═══ TASK INPUT
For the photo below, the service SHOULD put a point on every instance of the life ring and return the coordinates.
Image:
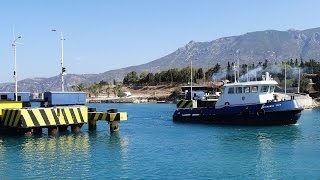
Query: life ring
(226, 104)
(261, 112)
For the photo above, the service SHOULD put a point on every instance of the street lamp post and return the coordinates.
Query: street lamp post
(63, 69)
(14, 45)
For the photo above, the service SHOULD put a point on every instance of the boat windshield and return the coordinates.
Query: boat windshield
(272, 89)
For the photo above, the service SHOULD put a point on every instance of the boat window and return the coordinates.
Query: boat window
(264, 88)
(272, 89)
(231, 90)
(239, 90)
(254, 89)
(246, 89)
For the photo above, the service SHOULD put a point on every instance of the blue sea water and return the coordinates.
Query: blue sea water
(151, 146)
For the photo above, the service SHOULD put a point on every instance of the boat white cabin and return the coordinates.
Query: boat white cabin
(247, 93)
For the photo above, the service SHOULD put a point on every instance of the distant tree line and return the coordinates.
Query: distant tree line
(181, 76)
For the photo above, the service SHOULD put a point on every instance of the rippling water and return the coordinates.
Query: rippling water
(151, 146)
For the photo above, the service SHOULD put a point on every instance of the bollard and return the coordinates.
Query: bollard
(26, 131)
(75, 128)
(63, 128)
(37, 130)
(114, 126)
(92, 125)
(53, 130)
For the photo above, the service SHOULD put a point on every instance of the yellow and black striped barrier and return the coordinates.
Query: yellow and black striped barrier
(107, 116)
(44, 117)
(184, 104)
(113, 119)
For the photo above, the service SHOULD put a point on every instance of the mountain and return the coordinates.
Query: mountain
(248, 48)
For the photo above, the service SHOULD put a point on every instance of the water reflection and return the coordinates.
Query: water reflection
(261, 148)
(54, 157)
(271, 143)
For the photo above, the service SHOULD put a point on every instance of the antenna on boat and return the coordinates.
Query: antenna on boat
(238, 70)
(247, 73)
(191, 80)
(235, 73)
(63, 69)
(14, 46)
(285, 78)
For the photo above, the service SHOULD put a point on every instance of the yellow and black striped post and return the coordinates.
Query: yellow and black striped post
(113, 117)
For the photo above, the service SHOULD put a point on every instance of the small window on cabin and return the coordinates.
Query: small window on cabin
(254, 89)
(231, 90)
(272, 89)
(239, 90)
(264, 88)
(246, 89)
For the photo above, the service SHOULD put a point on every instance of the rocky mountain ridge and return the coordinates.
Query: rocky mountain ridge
(248, 48)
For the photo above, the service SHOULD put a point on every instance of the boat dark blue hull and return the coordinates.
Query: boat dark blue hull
(272, 113)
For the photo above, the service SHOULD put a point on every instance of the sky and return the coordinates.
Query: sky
(102, 35)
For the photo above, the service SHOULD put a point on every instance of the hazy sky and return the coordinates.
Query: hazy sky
(103, 35)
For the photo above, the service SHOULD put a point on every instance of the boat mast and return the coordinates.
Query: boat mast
(285, 78)
(14, 45)
(191, 80)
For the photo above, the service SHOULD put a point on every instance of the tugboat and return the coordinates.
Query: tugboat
(242, 103)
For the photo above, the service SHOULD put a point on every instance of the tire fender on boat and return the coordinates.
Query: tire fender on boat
(261, 112)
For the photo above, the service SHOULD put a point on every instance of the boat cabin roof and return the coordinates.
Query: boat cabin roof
(251, 83)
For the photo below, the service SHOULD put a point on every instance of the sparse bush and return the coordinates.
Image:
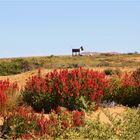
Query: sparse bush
(8, 95)
(108, 71)
(24, 123)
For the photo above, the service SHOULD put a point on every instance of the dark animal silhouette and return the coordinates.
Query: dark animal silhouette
(77, 51)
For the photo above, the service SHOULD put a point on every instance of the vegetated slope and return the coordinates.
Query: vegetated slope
(21, 78)
(10, 66)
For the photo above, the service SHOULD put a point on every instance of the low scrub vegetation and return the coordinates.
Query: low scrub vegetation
(73, 89)
(67, 96)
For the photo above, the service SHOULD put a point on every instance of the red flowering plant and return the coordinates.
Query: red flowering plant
(125, 89)
(7, 94)
(67, 88)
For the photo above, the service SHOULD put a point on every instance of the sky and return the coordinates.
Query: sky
(54, 27)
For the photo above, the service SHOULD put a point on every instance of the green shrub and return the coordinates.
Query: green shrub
(15, 66)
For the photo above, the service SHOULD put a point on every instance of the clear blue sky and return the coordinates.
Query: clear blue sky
(35, 27)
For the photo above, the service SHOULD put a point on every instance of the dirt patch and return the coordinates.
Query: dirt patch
(102, 113)
(21, 78)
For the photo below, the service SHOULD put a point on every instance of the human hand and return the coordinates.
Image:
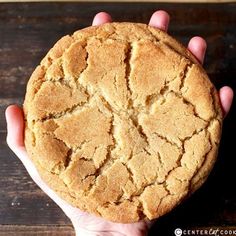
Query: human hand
(84, 223)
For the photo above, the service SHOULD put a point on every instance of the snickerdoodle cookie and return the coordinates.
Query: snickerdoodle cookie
(122, 121)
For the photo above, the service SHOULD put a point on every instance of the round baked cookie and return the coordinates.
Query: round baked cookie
(122, 121)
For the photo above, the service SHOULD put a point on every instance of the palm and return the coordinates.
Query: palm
(84, 222)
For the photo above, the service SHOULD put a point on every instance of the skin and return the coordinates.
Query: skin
(84, 223)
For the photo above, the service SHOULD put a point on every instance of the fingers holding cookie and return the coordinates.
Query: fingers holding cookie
(101, 18)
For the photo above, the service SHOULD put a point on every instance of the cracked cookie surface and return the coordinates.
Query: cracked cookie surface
(122, 121)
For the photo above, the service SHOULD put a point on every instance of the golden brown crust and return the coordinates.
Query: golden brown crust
(122, 121)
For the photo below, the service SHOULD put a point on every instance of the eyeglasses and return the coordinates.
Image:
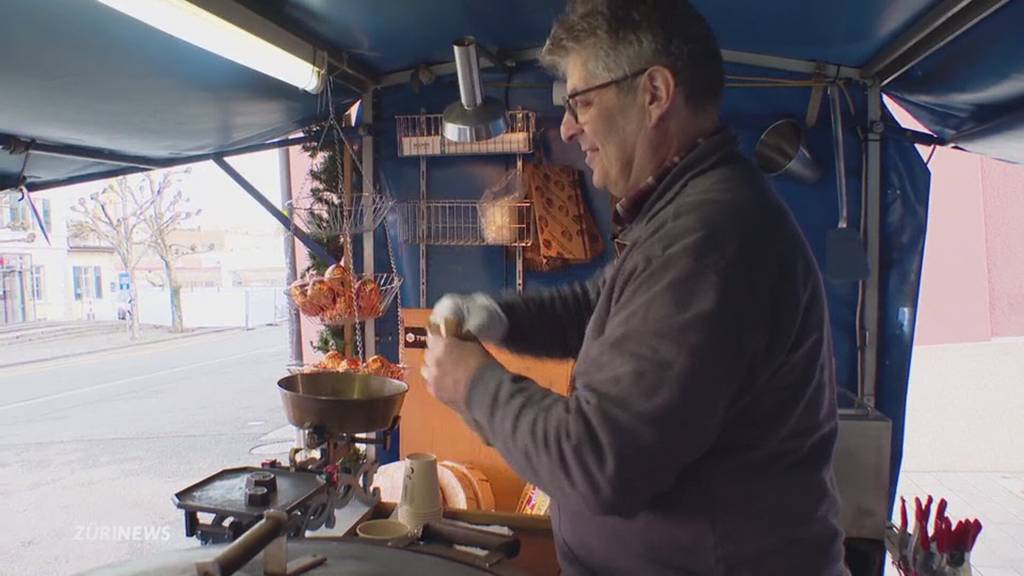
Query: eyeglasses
(568, 99)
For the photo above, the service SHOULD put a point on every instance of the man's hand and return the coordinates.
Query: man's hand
(450, 365)
(477, 314)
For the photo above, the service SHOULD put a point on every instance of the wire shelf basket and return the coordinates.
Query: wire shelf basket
(466, 222)
(365, 213)
(365, 300)
(422, 135)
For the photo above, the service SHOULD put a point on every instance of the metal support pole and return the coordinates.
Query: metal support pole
(370, 327)
(422, 225)
(294, 323)
(519, 276)
(309, 243)
(873, 213)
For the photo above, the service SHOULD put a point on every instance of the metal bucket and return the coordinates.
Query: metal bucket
(341, 402)
(781, 151)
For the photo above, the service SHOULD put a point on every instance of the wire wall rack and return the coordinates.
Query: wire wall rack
(465, 222)
(422, 135)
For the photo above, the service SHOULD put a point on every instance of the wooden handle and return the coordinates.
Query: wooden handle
(246, 547)
(457, 534)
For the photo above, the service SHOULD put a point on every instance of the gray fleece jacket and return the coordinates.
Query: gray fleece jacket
(699, 436)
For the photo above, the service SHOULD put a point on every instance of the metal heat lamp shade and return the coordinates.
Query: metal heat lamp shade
(473, 118)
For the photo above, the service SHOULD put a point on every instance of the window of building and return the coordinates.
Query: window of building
(87, 282)
(43, 204)
(38, 283)
(97, 278)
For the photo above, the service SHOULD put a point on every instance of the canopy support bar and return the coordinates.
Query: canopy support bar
(934, 30)
(868, 337)
(313, 246)
(750, 58)
(144, 164)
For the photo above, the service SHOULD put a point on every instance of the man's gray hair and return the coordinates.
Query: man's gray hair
(620, 37)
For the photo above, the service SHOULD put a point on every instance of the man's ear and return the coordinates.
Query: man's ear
(658, 89)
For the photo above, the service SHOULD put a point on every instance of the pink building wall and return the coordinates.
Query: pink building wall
(953, 304)
(1003, 191)
(973, 278)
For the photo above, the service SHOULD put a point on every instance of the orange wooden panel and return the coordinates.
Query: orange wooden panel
(428, 425)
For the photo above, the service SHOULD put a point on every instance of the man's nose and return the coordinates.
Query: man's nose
(569, 129)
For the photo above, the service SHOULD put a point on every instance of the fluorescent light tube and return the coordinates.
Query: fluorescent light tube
(232, 32)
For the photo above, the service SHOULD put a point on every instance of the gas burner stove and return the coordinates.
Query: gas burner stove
(323, 475)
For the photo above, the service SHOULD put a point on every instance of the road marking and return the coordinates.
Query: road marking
(66, 394)
(137, 350)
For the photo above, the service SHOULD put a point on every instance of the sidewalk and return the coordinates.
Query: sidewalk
(40, 341)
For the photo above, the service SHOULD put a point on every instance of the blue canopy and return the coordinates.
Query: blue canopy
(81, 74)
(90, 83)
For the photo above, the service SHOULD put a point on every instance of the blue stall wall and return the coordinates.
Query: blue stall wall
(749, 112)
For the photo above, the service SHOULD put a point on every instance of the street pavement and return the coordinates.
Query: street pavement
(93, 447)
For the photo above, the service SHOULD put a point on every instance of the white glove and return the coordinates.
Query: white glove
(478, 314)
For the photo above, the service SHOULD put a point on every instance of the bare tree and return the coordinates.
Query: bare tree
(115, 216)
(166, 214)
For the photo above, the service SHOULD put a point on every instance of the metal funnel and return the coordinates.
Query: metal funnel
(473, 118)
(781, 151)
(341, 402)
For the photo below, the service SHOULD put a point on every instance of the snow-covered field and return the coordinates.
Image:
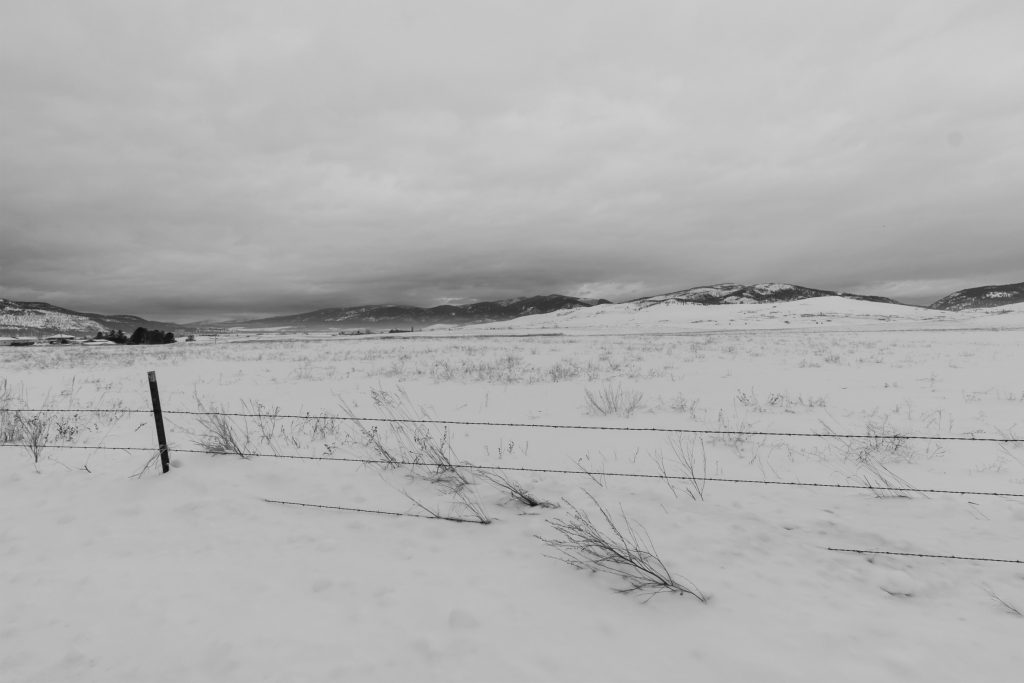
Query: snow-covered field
(195, 577)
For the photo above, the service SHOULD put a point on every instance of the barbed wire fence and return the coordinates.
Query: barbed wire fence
(164, 454)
══════
* TASK GOAL
Look through the entries above; copy every line holding the string "below".

* EXERCISE ANSWER
For the photo below, the service SHOULD put a point on every instance of the life ring and return the coordinates.
For the photo below, the service SHOULD put a point on every instance of the sparse bush and return the coordinates.
For the photo below, the service SHOULD put a point on every instance of the human hand and return the coordinates.
For the photo below, the service SHOULD put a point on every instance of the eyeglasses and return the coordinates.
For the photo below, the service SHOULD put a point on every instance of the snow-covered field and return the coordinates.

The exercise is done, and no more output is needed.